» Text extract
To sum it up the overall thickness of a mattress that is either "needed" or "preferred" would depend on the combinations of the layers and components that are needed to achieve the design goal of the mattress and provide the PPP (Pressure relief, Posture and alignment, and Personal preferences) that can best match each person and their unique body type, sleeping positions, and preferences.

My wife has only ever slept coils and prefers that because she is afraid she will not like an all-latex bed, but I have only found 8" and that wouldn't fit in the mattress cover

If your wife wants to stick to the familiar feel of a coil base layer, rather than layered latex….is again a matter of personal preference; an innerspring coil base will generally impart extra cradling, but the deeper within the mattress the coil is the less you’ll be able to notice it and with the zoned latex layers, your wife’s low BMI and the fact you both primarily sleep on your sides, your wife could be equally comfortable with either a coil unit, the layered latex or foam support base.

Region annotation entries
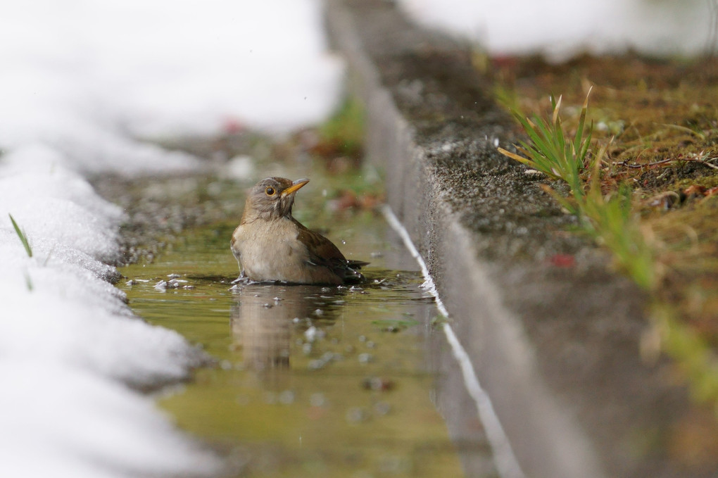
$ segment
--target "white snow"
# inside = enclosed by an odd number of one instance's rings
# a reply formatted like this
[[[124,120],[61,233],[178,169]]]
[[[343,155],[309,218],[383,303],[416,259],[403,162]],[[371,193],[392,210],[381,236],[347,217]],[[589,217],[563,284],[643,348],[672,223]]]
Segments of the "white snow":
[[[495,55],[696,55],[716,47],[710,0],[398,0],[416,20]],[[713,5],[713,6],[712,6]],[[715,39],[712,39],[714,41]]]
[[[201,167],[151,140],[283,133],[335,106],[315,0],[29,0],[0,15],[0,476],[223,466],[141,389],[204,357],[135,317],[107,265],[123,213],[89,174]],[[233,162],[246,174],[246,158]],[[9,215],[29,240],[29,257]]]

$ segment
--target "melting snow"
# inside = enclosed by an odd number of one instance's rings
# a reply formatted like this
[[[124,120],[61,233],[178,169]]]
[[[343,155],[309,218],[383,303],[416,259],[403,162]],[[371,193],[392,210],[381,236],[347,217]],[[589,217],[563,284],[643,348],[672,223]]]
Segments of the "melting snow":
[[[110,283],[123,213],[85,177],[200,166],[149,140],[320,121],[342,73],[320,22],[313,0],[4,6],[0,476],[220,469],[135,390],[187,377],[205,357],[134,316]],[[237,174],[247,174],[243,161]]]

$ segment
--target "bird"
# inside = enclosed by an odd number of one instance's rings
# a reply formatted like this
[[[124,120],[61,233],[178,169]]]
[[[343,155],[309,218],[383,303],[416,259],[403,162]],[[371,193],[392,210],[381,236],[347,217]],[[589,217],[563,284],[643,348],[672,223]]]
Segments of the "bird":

» Directive 1
From the mattress discussion, list each factor that the abbreviation PPP stands for.
» Directive 2
Write the next part of the mattress discussion, starting after its final sentence.

» Output 1
Pressure relief
Posture and alignment
Personal preferences

» Output 2
There are many 6” coil units available that you may want to lock at for example a Leggett & Platt Caliber Edge 6” coil Base which might be suitable for your build if you decide to go that direction. Arizona Premium Mattress also has a Quanutm Edge Elite that comes both in 8” and 6” thickness.

Sounds like you and your wife have done a good amount of research into a replacement mattress. An all-latex DIY build will certainly provide you with long-term durable comfort as you are customizing it to fit both of your needs.

I would certainly contact Dewey at FloBeds and ask them which option they think is best as a support base under the 9” build thus far.

You have made a good choice with the vZone]Talalay latex layers
you are most likely aware that FloBeds are one of the Trusted Members of the site which means that I think highly of and consider them to be among the best in the industry. They have a extensive experience in matching consumers with sleeping solutions, and they also have a dedicated forum page here With their 100 night trial period as well as a 20-year policy to allow you to exchange layers for a discounted rate you are in good hands.

Hope these few considerations help you with the fine-tuning of your DIY.
Good luck and let us know what is your final decision.
Phoenix
09 May 2022 23:20
  • phoenix
  • phoenix's Avatar
Hi karia,

Welcome to our Mattress Forum! :)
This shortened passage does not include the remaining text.